### Page text
┌──
In Defense of the Playful Dangers of Drag
The last time I had the pleasure of serving as a judge for a drag pageant, the host asked our panel what we were looking for in the contestants’ numbers. The other judges offered several drag standards: flawless lip syncs, sickening looks, crowd-pleasing performances. When it was my turn, I added a couple of conceptual criteria.
“Number one,” I offered, “Feeling the fantasy. I want you to convince me that you believe deeply in yourself and what you’re serving. Show me that you are dreaming your dream, babe, and that we’re lucky to live in your world. Even if—no, especially if—it’s a bit delusional. Serve me a performance that makes me feel like you’re alone in your childhood bedroom performing in front of the mirror and truly living for yourself, honey.”
“Number two,” I continued, “A taste of danger. Now, I certainly don’t want anyone to get hurt, but I do want to see that you’re taking risks. Make us gasp and gag, darling. Force us to worry that you might fall off the stage, or that we’re going to get wet in the splash zone. Show me something I’ve never seen before, or compel me to think about something in a completely new way. Take us to the edge and then tell us it’s all going to be okay.”
My criteria might have been a bit dramatic, but that’s par for the course. More importantly, they offer not only a decent recipe for a legendary drag performance, but also a helpful analytic for the possibilities of drag as a form of radical play. In our current era, especially in the contexts of political attacks on this beloved art form, we need to embrace not only drag’s fantasy, but also its playful dangers.

When most people think about drag, “play” may or may not be among the descriptors they use. For many, a definition of a drag queen begins and ends along the lines of “a man who dresses or performs like a woman,” or vice versa for a drag king. Though lately, even clueless anti-LGBTQ+ legislators have begun to account for drag’s imaginative elements and inherent cultural commentary. For example, Montana’s anti-drag legislation HB 359 (signed into law by Governor Greg Gianforte in May 2023, but temporarily blocked by a federal judge) defines a drag queen as “a male or female performer who adopts a flamboyant or parodic feminine persona with glamorous or exaggerated costumes and makeup.” Parody and glamor indeed! Though as many activists have pointed out, one of the major risks of such vague definitions is that they can be weaponized against trans or gender nonconforming people in everyday contexts far from actual drag shows.

Still, in my research on drag pedagogy and the intersections of drag and digital culture, I find it helpful to think about drag broadly as a form of play. On its most basic level, drag certainly plays with gender, not only disrupting gender stereotypes but also offering creative gender expressions beyond the binary. However, it’s important to think about drag’s cultural impact as much more than gender transgression. Drag is a creative and imaginative form of play that utilizes dress-up to envision and enact new worlds, challenges experiments with a range of cultural aesthetics from exaggerated camp humor to deep earnestness, and builds community through feelings of camaraderie and commiseration.
In this spirit, drag vibes well with many canonical and contemporary theories of play. For example, the early-20th-century Dutch theorist Johan Huizinga describes play as “a voluntary activity or occupation executed within certain fixed limits of time and place, according to rules freely accepted but absolutely binding, having its aim in itself and accompanied by a feeling of tension, joy and the consciousness that it is ‘different’ from ‘ordinary life.’” Or, similarly, contemporary American game designers Katie Salen Tekinbaş and Eric Zimmerman offer a short-and-sweet notion that “Play is free movement within a more rigid structure.” Within these frameworks, drag can be taken seriously as not only an historically significant queer/trans art form, but also as a practice of playful freedom for performers and audiences alike. That is, drag enacts a “magic circle” that creates space for pleasure for its own sake, apart from—but always in relation to—the mundane restrictions of everyday life.
└──
### Raw data
┌──
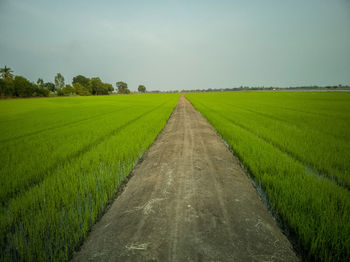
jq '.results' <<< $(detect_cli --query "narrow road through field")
[73,96,298,262]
└──
### Task set
a. Rewrite everything in the drag essay from "In Defense of" down to "of conceptual criteria.", with "pageant" changed to "competition".
b. According to the drag essay, which governor signed Montana's HB 359 into law, and when?
c. Carry on the essay about drag from the point where it stops.

### Task-by-task answers
a.
In Defense of the Playful Dangers of Drag
The last time I had the pleasure of serving as a judge for a drag competition, the host asked our panel what we were looking for in the contestants’ numbers. The other judges offered several drag standards: flawless lip syncs, sickening looks, crowd-pleasing performances. When it was my turn, I added a couple of conceptual criteria.

b. Governor Greg Gianforte signed it in May 2023.

c.
I’ll admit, however, that it wasn’t until I started working with Drag Story Hour that I really began to understand drag as a form of play. Intuitively, that may be what I had been doing all along, but it was difficult to point to something so simple. In many ways, Drag Story Hour helped me to consider drag from a child’s perspective, including how kids might relate to this art form via their own experiences of dressing up or playing pretend and what unique learnings drag performers might offer. Perhaps more importantly, Drag Story Hour encouraged me to consider drag from my own childhood perspective: By re-connecting to my love of imaginative play and figuring out ways to celebrate that in my adulthood, I was able to find new potential in drag.

Unsurprisingly, as a queer child and future drag queen, I always gravitated toward feminized forms of play that dealt heavily in imagination and aesthetics. In my youngest years, I learned to play like a girl from my best friend down the street, as we held tea parties between her My Little Ponies and danced around in her beginner ballet tutus. Later, I was encouraged to play He-Man and Ninja Turtles with the boys in the neighborhood, but always missed the sparkles, sweet scents, and soft hair of my first bestie’s toys. I continued to gravitate toward the girls, whether playing house underneath tree branches or twirling around as mermaids at the local pool. We also loved to put on performances wherever and whenever, transforming the raised hearth of a fireplace or the back patio steps into our stage; my grandmother would help me sew costume pieces for our productions, using scraps for skirts and capes and headbands, which she always let me try on without judgment.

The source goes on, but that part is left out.